>>>>

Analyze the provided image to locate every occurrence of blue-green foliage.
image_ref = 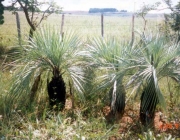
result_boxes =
[0,0,4,24]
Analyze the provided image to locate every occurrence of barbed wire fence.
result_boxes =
[0,12,164,44]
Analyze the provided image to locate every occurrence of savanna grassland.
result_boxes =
[0,11,180,140]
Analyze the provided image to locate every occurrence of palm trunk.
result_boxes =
[140,90,158,127]
[110,81,126,116]
[48,75,66,110]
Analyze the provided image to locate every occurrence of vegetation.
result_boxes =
[12,0,60,37]
[89,8,118,13]
[0,3,180,140]
[0,0,4,25]
[165,0,180,41]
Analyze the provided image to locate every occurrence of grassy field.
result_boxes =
[0,11,180,140]
[0,11,163,45]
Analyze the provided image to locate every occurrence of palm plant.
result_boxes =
[128,35,180,126]
[7,27,84,109]
[88,38,131,115]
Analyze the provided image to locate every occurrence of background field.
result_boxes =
[0,11,164,45]
[0,11,180,140]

<<<<

The problem. Rescale everything in the material from the line containing "Analyze the provided image to locate every occurrence of savanna" down to the line containing "[88,38,131,115]", both included. Rewrite only those lines, requests and all, with every box coordinate in the answers multiplied by 2.05 and rounded to a whole number, halves rounded up.

The solution.
Analyze the provided image to locate every occurrence of savanna grassland.
result_boxes =
[0,23,369,287]
Analyze the provided image to locate every occurrence of palm trunk.
result_boxes =
[287,185,324,260]
[226,166,258,238]
[98,154,135,226]
Analyze the provided image to locate every occurrence of vegetation.
result_boxes =
[25,0,123,76]
[182,16,242,27]
[0,6,369,287]
[0,0,8,51]
[338,0,369,84]
Analyze the provided image to locate every occurrence of grassy field.
result_boxes =
[0,23,369,287]
[0,23,334,92]
Analyze the provided image to locate every occurrence of palm plant.
result_boxes =
[262,72,369,258]
[14,55,172,223]
[180,78,269,236]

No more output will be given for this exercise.